--- Instruction 1 ---
From the article below about Barclays and Qatar, list every bank it names.
--- Instruction 2 ---
Based on the article below about Barclays and Qatar, decide whether each statement is true: (a) The Sardinia introduction happened in 2008. (b) Sheikh Hamad bin Jassim bin Jabr al-Thani chaired Qatar's sovereign wealth fund. (c) The funding HBJ helped bring to the bank totaled £6.1bn.
--- Instruction 3 ---
Carry on the article below about Barclays' 2008 fundraising from Qatar, starting after its final sentence.

--- Source extract ---

On a balmy evening in 2007, the Tunisian wife of an Italian industrialist introduced a high-flying Scottish banker at Barclays to the Anglophile prime minister of Qatar — the sort of nexus of celebrity, power and money that takes places every summer on Sardinia’s Costa Smeralda.

This encounter proved more important than most. Just over a year later, as the worst financial crisis in a generation created havoc across the industry,
Barclays was suddenly under threat and in desperate need of outside funding.

Roger Jenkins, then head of Barclays’ principal investing group, would be the one to secure it. Over the course of 2008 he masterminded two deals with a man he met in Sardinia the previous summer: Sheikh Hamad bin Jassim bin Jabr al-Thani, at the time Qatar’s prime minister and chair of the country’s sovereign wealth fund. Known as HBJ, he would help pump a total of £6.1bn into the bank. The goal was to save it from government ownership, even as its rivals Royal Bank of Scotland and Lloyds Banking Group were bailed out.

--- Recorded information ---

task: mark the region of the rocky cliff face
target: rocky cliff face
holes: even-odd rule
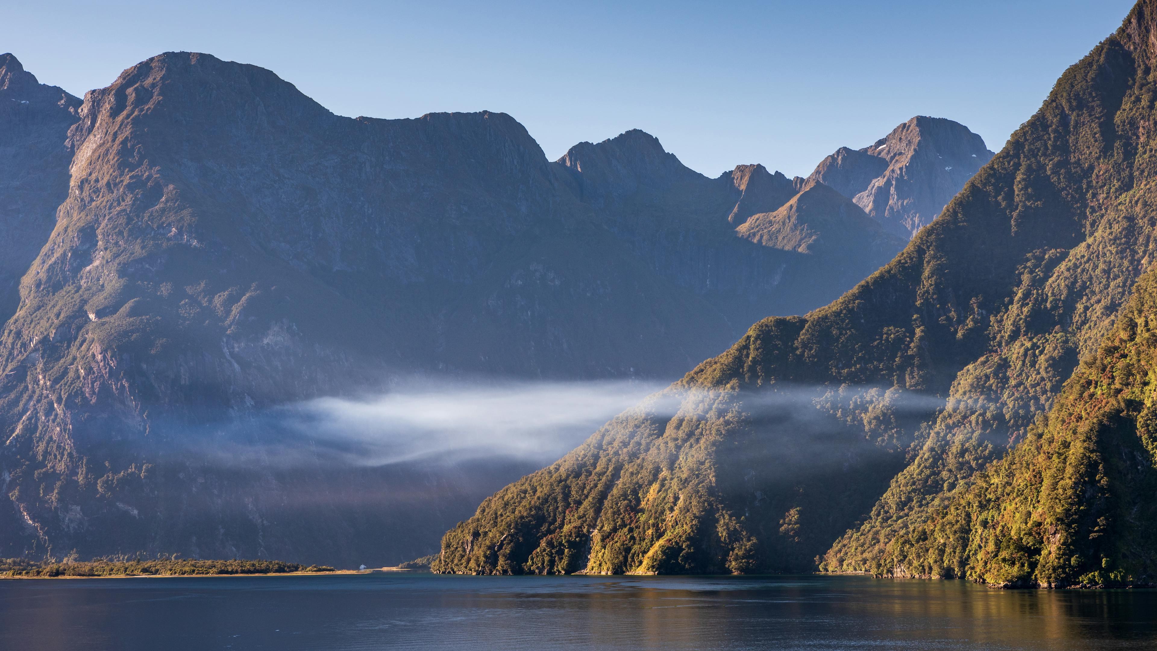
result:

--- Expected output 1 ---
Barclays, Royal Bank of Scotland, Lloyds Banking Group

--- Expected output 2 ---
(a) No: "On a balmy evening in 2007"
(b) Yes: "chair of the country’s sovereign wealth fund"
(c) Yes: "he would help pump a total of £6.1bn into the bank"

--- Expected output 3 ---
The plan worked. But nearly a decade later, the long shadow of that emergency funding still hangs over the bank. Today, those frantic cash-raising efforts are at the centre of the only UK criminal case from the crisis era in which senior bank executives face the possibility of charges.

Former Qatari PM Sheikh Hamad bin Jassim bin Jabr al-Thani, PCP Capital's Amanda Staveley and UAE deputy PM Sheikh Mansour bin Zayed al-Nahyan

Side arrangements that Barclays promised to Qatar have prompted a litany of litigation and investigations over whether Barclays properly disclosed fees paid to the Qataris — and whether it secretly loaned them money to then reinvest in the bank. The side-deals include a one-page agreement that was never approved by the bank’s board.

As well as criminal and regulatory inquiries, Barclays is also facing a whistleblowing claim from one of its most senior bankers at the time, who has co-operated with investigators. There is also the $1bn lawsuit filed by a financier with Gulf connections over side deals. The bank denies wrongdoing and is contesting all the cases.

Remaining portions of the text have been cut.